_PROBLEM DETAILS_. Could you edit the records below so that every "one marker per instance" becomes "one point per instance", with nothing else changed?

Start of PROVIDED ENTRIES

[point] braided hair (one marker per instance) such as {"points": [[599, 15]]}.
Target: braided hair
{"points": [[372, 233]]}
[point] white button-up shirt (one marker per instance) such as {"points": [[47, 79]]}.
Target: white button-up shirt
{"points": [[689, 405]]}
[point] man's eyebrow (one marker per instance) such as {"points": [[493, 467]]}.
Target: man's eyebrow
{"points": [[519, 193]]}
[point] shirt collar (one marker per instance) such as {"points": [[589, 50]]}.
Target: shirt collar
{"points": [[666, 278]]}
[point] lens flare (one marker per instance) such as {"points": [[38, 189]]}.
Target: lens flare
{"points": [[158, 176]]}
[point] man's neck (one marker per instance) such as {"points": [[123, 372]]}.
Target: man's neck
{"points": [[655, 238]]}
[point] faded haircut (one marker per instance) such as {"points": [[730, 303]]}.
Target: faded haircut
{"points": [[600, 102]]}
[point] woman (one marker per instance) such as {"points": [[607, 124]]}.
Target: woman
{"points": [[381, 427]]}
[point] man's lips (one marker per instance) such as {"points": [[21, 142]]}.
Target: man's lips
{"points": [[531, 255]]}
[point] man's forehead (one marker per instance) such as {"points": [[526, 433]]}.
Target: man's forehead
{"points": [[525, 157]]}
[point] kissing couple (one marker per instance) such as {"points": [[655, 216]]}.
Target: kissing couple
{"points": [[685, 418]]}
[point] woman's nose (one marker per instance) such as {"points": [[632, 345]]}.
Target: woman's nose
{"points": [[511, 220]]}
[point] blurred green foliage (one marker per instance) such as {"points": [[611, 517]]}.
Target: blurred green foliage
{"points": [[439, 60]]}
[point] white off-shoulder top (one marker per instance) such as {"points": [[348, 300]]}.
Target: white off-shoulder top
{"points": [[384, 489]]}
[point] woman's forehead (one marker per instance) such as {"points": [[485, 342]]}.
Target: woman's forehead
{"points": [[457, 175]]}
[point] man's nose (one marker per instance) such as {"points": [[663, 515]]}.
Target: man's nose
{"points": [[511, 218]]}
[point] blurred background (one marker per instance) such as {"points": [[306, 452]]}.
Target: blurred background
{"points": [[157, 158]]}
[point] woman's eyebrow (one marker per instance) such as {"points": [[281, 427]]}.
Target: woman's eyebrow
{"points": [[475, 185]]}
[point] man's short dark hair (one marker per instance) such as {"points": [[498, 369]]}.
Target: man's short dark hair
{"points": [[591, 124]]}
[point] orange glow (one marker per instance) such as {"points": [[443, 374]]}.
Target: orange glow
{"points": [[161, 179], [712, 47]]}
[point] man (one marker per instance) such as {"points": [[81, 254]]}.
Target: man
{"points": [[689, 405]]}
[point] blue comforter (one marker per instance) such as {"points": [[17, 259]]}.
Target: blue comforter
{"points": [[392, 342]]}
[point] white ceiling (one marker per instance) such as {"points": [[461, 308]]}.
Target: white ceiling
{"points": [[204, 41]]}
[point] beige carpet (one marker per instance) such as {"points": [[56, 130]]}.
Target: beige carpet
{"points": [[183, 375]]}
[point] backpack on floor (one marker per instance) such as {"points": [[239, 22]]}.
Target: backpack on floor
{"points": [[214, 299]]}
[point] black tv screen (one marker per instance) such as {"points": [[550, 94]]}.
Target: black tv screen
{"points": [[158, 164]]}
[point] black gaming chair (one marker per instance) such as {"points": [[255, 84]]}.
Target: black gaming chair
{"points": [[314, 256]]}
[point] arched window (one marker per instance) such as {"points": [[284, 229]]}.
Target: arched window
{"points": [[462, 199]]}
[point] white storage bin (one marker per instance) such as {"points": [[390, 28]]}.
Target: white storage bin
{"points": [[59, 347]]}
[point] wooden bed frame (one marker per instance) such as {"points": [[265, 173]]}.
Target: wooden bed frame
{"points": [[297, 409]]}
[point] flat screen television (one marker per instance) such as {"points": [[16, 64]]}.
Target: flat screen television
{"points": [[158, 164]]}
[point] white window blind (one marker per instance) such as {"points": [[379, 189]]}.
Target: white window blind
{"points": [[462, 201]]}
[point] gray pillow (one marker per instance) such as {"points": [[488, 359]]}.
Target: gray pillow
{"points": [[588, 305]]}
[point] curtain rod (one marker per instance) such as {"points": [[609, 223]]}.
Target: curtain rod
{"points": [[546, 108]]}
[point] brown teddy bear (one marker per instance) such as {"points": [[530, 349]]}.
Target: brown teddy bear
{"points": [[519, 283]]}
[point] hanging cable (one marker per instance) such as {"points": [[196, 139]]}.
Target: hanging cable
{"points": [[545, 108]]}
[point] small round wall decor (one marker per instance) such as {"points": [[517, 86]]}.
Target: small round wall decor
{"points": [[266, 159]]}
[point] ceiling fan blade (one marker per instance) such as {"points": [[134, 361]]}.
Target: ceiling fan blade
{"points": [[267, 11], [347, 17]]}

End of PROVIDED ENTRIES

_OUTPUT BELOW_.
[point] braided hair (one point per instance) such as {"points": [[599, 15]]}.
Target: braided hair
{"points": [[372, 233]]}
[point] white button-up shirt (one point per instance) such as {"points": [[47, 79]]}.
Target: white button-up shirt
{"points": [[689, 405]]}
[point] man's eyebrow (one point per instance) such as {"points": [[493, 467]]}.
Target: man's eyebrow
{"points": [[519, 193]]}
[point] shirt collar (one point per instance) such as {"points": [[589, 50]]}.
Target: shirt collar
{"points": [[666, 278]]}
[point] lens flare (one point per instance) such as {"points": [[38, 189]]}.
Target: lens flare
{"points": [[158, 176]]}
[point] man's neck (one point per instance) such as {"points": [[123, 372]]}.
Target: man's neck
{"points": [[655, 238]]}
[point] faded haircut (one point per instance) such as {"points": [[730, 303]]}.
Target: faded haircut
{"points": [[600, 102]]}
[point] woman (one point per instance) such as {"points": [[607, 124]]}.
Target: woman
{"points": [[381, 427]]}
[point] man's lips (one point per instance) such as {"points": [[21, 142]]}.
Target: man's lips
{"points": [[531, 255]]}
[point] man's forehead (one point per instance) such as {"points": [[526, 433]]}.
Target: man's forehead
{"points": [[525, 157]]}
[point] kissing couple (one point per instance) such as {"points": [[655, 216]]}.
Target: kissing couple
{"points": [[685, 418]]}
[point] woman's nose (one point per instance) such as {"points": [[632, 345]]}.
Target: woman's nose
{"points": [[511, 220]]}
[point] blurred green foliage (one point per instance) such as {"points": [[611, 517]]}.
Target: blurred green foliage
{"points": [[439, 60]]}
[point] white off-shoulder top (one point per instance) such as {"points": [[348, 300]]}.
Target: white off-shoulder top
{"points": [[384, 489]]}
[point] woman's forehead (one point per instance) such as {"points": [[485, 342]]}.
Target: woman's forehead
{"points": [[457, 175]]}
[point] man's nose (one point per instance) such as {"points": [[663, 515]]}.
Target: man's nose
{"points": [[511, 218]]}
[point] blurred background (one point per instance) such as {"points": [[306, 452]]}.
Target: blurred background
{"points": [[157, 158]]}
[point] woman's eyebrow (one point per instance) such as {"points": [[281, 427]]}.
Target: woman's eyebrow
{"points": [[475, 185]]}
[point] man's short dark hair (one point per instance) such as {"points": [[498, 369]]}.
Target: man's short dark hair
{"points": [[591, 124]]}
[point] orange glow (one point per instance) such as {"points": [[443, 374]]}.
Target: orange glow
{"points": [[161, 179], [712, 47]]}
[point] man (one point per instance) such as {"points": [[81, 254]]}.
Target: man
{"points": [[689, 405]]}
[point] blue comforter (one point per instance) such as {"points": [[17, 259]]}.
Target: blue comforter
{"points": [[392, 342]]}
[point] white ceiling (one point per instance) such as {"points": [[461, 308]]}.
Target: white ceiling
{"points": [[204, 41]]}
[point] beige carpet (one point per instance) such as {"points": [[56, 130]]}.
Target: beige carpet
{"points": [[183, 375]]}
[point] backpack on floor (one point per instance) such as {"points": [[239, 22]]}.
Target: backpack on floor
{"points": [[214, 299]]}
[point] black tv screen (one point per instance) such as {"points": [[550, 94]]}.
Target: black tv screen
{"points": [[158, 164]]}
[point] black gaming chair (one point per instance) such as {"points": [[255, 84]]}.
Target: black gaming chair
{"points": [[314, 256]]}
[point] arched window (one point per instance) such as {"points": [[284, 229]]}.
Target: arched window
{"points": [[462, 199]]}
[point] white storage bin (one point per instance) such as {"points": [[390, 28]]}.
Target: white storage bin
{"points": [[59, 347]]}
[point] wooden bed frame (one point per instance) such as {"points": [[265, 173]]}.
Target: wooden bed frame
{"points": [[297, 409]]}
[point] flat screen television (one point per instance) such as {"points": [[16, 64]]}.
Target: flat screen television
{"points": [[158, 164]]}
[point] white window blind (one point per instance) such as {"points": [[379, 189]]}.
Target: white window blind
{"points": [[462, 201]]}
[point] gray pillow (one point per instance) such as {"points": [[488, 359]]}.
Target: gray pillow
{"points": [[588, 305]]}
[point] curtain rod (one point per instance) such as {"points": [[609, 223]]}.
Target: curtain rod
{"points": [[546, 108]]}
[point] brown teddy bear (one point per instance) such as {"points": [[530, 349]]}.
Target: brown teddy bear
{"points": [[519, 283]]}
[point] hanging cable (one point per instance) such as {"points": [[196, 139]]}.
Target: hanging cable
{"points": [[545, 108]]}
[point] small round wall decor (one point per instance) such as {"points": [[517, 86]]}.
Target: small round wall decor
{"points": [[266, 159]]}
[point] ceiling fan blade (one point per instance) such as {"points": [[134, 361]]}.
Target: ceiling fan blade
{"points": [[267, 11], [347, 17]]}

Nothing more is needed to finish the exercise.